_REQUIRED ACTION A_. Reproduce the forum excerpt on AI desires below word for word, from "Let me rephrase" up to and including "its desires change or not?".
_REQUIRED ACTION B_. In the forum excerpt on AI desires below, what part of an AI is swapped for a solar cell in the example?
_REQUIRED ACTION C_.
For each statement, decide whether the forum excerpt on AI desires below supports it. Answer yes or no and quote the deciding words.
(i) A human whose nutritional system is replaced so that it lives on rocks would come to desire eating rocks.
(ii) The CEV-AI described calculates CEV for all people, whatever group it is presented with.
(iii) A superCEV is imagined that could also calculate the best group for CEV.

_TEXT SHOWN_.
================
We do in fact feel many desires like that, e.g. the desire to remove certain unneeded materials from our bodies, and other such things. The reason you don’t have a specific desire to extract ammonia is that you don’t have a specific feeling for that; if you did have a specific feeling, it would be a desire specifically to extract ammonia, just like you specifically desire the actions I mentioned in the first part of this comment, and just as you can have the specific desire for sex.
I feel we are talking past each other, because reading the comment above I’m totally confused about what question you’re answering...
Let me rephrase my question: if I substitute one of the parts of an AI with an inequivalent part, say a kidney with a solar cell, will its desires change or not?
Let me respond with another question: if I substitute one of the parts of a human being an inequivalent part, say the nutritional system so that it lives on rocks instead of food, will the human’s desires change or not?
Yes, they will, because they will desire to eat rocks instead of what they were eating before.
The same with the AI.
Yes, and expecting it any one will try to narrow the group with which CEV-AI will align. For example we have a CEV-AI with following function: given presented with group X, he will calculate CEV(X). So if I want to manipulate it, I will present him as small group as possible, which will mostly include people like me.
But it is also possible to imagine superCEV, which will be able to calculate not only CEV, but also the best group for CEV.
================
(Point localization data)
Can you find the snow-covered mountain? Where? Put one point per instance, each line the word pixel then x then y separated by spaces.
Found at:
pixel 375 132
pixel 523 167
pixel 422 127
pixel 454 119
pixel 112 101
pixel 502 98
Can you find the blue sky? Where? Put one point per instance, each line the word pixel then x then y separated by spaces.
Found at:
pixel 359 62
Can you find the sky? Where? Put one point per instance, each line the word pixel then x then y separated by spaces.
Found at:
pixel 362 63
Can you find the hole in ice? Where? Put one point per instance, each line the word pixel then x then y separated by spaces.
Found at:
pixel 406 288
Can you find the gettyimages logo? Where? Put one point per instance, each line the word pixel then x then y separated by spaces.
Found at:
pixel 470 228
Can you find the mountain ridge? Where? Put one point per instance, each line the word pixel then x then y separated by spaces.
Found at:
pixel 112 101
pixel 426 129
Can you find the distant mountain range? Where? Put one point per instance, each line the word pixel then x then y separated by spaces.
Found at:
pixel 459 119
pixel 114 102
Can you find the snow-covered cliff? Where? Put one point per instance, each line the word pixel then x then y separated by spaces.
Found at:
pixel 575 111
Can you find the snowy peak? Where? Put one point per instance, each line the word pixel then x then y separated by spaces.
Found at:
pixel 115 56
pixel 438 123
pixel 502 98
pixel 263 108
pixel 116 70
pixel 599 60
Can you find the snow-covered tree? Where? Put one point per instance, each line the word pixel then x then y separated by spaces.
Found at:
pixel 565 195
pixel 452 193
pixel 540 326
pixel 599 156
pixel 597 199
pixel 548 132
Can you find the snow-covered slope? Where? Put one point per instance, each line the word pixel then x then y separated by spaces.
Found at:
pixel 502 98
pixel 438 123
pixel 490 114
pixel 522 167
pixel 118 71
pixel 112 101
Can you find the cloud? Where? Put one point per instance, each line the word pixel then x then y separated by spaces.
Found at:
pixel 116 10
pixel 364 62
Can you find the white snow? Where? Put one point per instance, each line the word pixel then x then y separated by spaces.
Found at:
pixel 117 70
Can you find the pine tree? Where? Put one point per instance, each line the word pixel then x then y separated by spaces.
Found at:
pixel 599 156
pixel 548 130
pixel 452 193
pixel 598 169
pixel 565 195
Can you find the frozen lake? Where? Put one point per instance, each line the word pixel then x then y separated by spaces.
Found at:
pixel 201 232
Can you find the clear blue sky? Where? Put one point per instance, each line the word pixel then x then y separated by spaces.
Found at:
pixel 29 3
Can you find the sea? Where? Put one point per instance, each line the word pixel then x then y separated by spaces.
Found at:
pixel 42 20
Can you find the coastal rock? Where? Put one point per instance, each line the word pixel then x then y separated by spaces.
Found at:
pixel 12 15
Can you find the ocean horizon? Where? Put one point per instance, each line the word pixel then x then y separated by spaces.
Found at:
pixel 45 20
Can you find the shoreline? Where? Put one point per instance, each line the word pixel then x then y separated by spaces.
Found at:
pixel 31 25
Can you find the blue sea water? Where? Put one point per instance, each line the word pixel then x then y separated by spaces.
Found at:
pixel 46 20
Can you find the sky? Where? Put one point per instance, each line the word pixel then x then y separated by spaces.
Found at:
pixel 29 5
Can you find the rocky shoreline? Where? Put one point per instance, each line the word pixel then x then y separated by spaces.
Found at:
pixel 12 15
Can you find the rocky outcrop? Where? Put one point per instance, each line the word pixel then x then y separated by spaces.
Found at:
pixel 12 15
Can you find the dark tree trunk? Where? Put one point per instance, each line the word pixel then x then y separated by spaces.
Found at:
================
_ANSWER SPACE A_.
Let me rephrase my question: if I substitute one of the parts of an AI with an inequivalent part, say a kidney with a solar cell, will its desires change or not?

_ANSWER SPACE B_. A kidney.

_ANSWER SPACE C_.
(i) Yes: "Yes, they will, because they will desire to eat rocks instead of what they were eating before."
(ii) No: "given presented with group X, he will calculate CEV(X)."
(iii) Yes: "which will be able to calculate not only CEV, but also the best group for CEV."